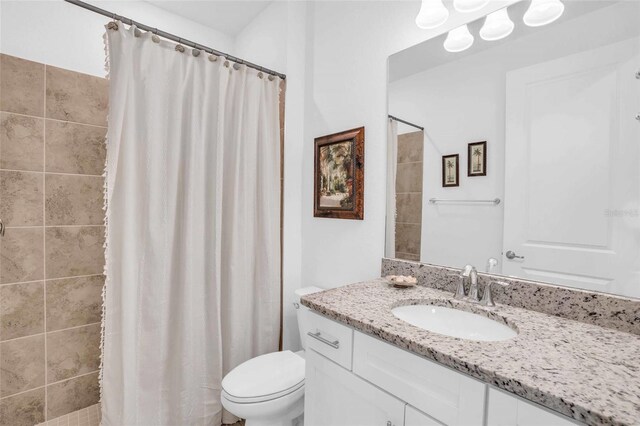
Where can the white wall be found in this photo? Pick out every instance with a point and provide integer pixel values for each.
(63, 35)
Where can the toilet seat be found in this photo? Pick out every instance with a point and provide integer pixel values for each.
(264, 378)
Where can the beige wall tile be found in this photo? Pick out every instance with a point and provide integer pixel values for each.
(21, 86)
(73, 352)
(75, 148)
(22, 255)
(22, 364)
(21, 196)
(74, 200)
(72, 395)
(409, 207)
(409, 177)
(408, 256)
(407, 238)
(25, 409)
(410, 147)
(76, 97)
(74, 301)
(21, 142)
(73, 251)
(21, 310)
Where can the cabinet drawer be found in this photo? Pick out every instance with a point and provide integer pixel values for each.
(509, 410)
(330, 339)
(449, 397)
(413, 417)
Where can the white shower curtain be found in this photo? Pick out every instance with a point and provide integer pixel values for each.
(193, 222)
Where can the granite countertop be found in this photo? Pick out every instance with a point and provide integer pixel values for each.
(586, 372)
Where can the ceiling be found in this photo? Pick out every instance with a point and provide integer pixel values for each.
(430, 53)
(229, 17)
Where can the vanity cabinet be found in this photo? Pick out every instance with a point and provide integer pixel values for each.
(505, 409)
(334, 396)
(357, 380)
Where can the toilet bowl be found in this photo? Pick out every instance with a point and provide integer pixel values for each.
(268, 390)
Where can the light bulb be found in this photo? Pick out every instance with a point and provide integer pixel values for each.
(432, 14)
(543, 12)
(458, 39)
(497, 25)
(469, 5)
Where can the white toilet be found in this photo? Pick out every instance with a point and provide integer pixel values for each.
(268, 390)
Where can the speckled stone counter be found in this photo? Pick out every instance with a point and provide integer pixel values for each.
(583, 371)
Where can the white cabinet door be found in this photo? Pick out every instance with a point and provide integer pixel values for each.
(336, 397)
(509, 410)
(413, 417)
(573, 183)
(451, 398)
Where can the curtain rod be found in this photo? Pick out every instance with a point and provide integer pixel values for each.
(172, 37)
(405, 122)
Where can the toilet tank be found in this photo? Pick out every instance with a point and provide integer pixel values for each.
(302, 312)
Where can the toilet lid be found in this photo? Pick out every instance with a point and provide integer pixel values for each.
(265, 377)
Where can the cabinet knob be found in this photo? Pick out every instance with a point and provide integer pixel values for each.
(512, 255)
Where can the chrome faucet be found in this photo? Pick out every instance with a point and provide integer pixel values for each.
(471, 272)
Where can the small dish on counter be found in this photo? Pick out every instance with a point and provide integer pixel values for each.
(401, 281)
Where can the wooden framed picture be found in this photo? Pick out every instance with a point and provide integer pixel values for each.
(339, 175)
(450, 170)
(477, 159)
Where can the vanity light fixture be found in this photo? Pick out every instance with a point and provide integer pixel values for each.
(497, 25)
(467, 6)
(543, 12)
(433, 13)
(458, 39)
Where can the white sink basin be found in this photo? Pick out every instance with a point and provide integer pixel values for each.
(454, 322)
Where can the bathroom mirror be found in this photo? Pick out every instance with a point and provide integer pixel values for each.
(554, 193)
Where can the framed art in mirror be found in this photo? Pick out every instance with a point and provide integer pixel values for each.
(477, 159)
(339, 175)
(450, 170)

- - - - -

Instructions for the task: Rewrite the records above as a Markdown table with the columns Row and Line, numbering each line of text and skipping blank lines. Leave the pictures out.

Result:
| Row | Line |
|---|---|
| 1 | Where can the white wall be found in this photo? Pick out every instance with a point and provide integer pixel values for each. |
| 2 | (63, 35) |
| 3 | Where can the toilet seat be found in this photo? Pick out every instance with a point and provide integer pixel values for each. |
| 4 | (264, 378) |
| 5 | Where can the beige wall tile be found in this photo? Pick out every instance with a point and provide integer pixel values for each. |
| 6 | (21, 86) |
| 7 | (73, 352) |
| 8 | (75, 148) |
| 9 | (22, 255) |
| 10 | (22, 364) |
| 11 | (21, 196) |
| 12 | (74, 200) |
| 13 | (72, 395) |
| 14 | (409, 207) |
| 15 | (409, 177) |
| 16 | (408, 256) |
| 17 | (407, 238) |
| 18 | (25, 409) |
| 19 | (410, 147) |
| 20 | (76, 97) |
| 21 | (74, 301) |
| 22 | (21, 142) |
| 23 | (73, 251) |
| 24 | (21, 310) |
| 25 | Where can the cabinet drawer be found in this photo? Pick out every instance with a point and provide integer pixel values for each. |
| 26 | (509, 410) |
| 27 | (330, 339) |
| 28 | (449, 397) |
| 29 | (413, 417) |
| 30 | Where can the white shower curtain be found in this photo? Pick out every instance with a point and provide integer pixel values for each. |
| 31 | (193, 222) |
| 32 | Where can the granite countertop be found in this photo? Pick out every instance with a point and provide integer pixel values for each. |
| 33 | (586, 372) |
| 34 | Where can the ceiling be found in this photo? Pick out every instance with a point and provide integer pixel values for each. |
| 35 | (430, 53) |
| 36 | (229, 17) |
| 37 | Where can the vanity cabinet be found in this photo? Pick out every instance with a point and provide integer pixel values for each. |
| 38 | (505, 409) |
| 39 | (334, 396) |
| 40 | (357, 380) |
| 41 | Where can the toilet bowl be found in this photo? Pick out every instance with a point and provide integer pixel values for each. |
| 42 | (268, 390) |
| 43 | Where can the light bulb be found in this photo? Pick out every instance with a point and provide integer pixel values for each. |
| 44 | (432, 14) |
| 45 | (543, 12) |
| 46 | (458, 39) |
| 47 | (497, 25) |
| 48 | (469, 5) |
| 49 | Where can the white toilet be found in this photo? Pick out every instance with a point and provide integer pixel values for each. |
| 50 | (268, 390) |
| 51 | Where can the speckled stone counter be found in this photo? Pick out every instance with a point and provide integer pixel values for each. |
| 52 | (583, 371) |
| 53 | Where can the white cabinet door be found in this photo? Pick out every instance with a point and provide integer pixel values for each. |
| 54 | (336, 397) |
| 55 | (509, 410) |
| 56 | (413, 417) |
| 57 | (573, 183) |
| 58 | (451, 398) |
| 59 | Where can the curtain rod be found in this photo? Pick out every instance with a point and provide integer pixel values for each. |
| 60 | (172, 37) |
| 61 | (405, 122) |
| 62 | Where can the toilet tank be found in this photo? Pick out every instance with a point and provide integer pixel values for each. |
| 63 | (302, 312) |
| 64 | Where can the toilet lid be found in this photo? Pick out every instance with a point and provide integer pixel values for each. |
| 65 | (265, 377) |
| 66 | Where can the cabinet knob be found in this photo? Pick out every instance with a point and provide integer pixel values for each. |
| 67 | (512, 255) |
| 68 | Where can the chrome faucet be found in this photo? Pick out every instance with a point and provide integer pixel values for each. |
| 69 | (471, 272) |
| 70 | Where can the small dish on counter be found in this photo? Pick out every instance with a point and provide integer pixel values for each. |
| 71 | (401, 281) |
| 72 | Where can the wooden framed picture be found in this photo? Pick out every instance with a point and provide integer pixel values for each. |
| 73 | (339, 175) |
| 74 | (450, 170) |
| 75 | (477, 159) |
| 76 | Where can the vanity light fixture be found in this photo? Pick out every instance with a point and provide integer pixel values for each. |
| 77 | (497, 25) |
| 78 | (467, 6) |
| 79 | (543, 12) |
| 80 | (433, 13) |
| 81 | (458, 39) |
| 82 | Where can the white sink basin be found in this photo? Pick out every instance with a point and provide integer pixel values for each. |
| 83 | (454, 322) |
| 84 | Where can the bathroom mirror be found in this photo? Pick out every instance with a point and provide integer pixel values for each. |
| 85 | (554, 193) |
| 86 | Where can the framed art in mirror be found in this photo? Pick out every instance with a point and provide integer pixel values for each. |
| 87 | (477, 159) |
| 88 | (339, 175) |
| 89 | (450, 170) |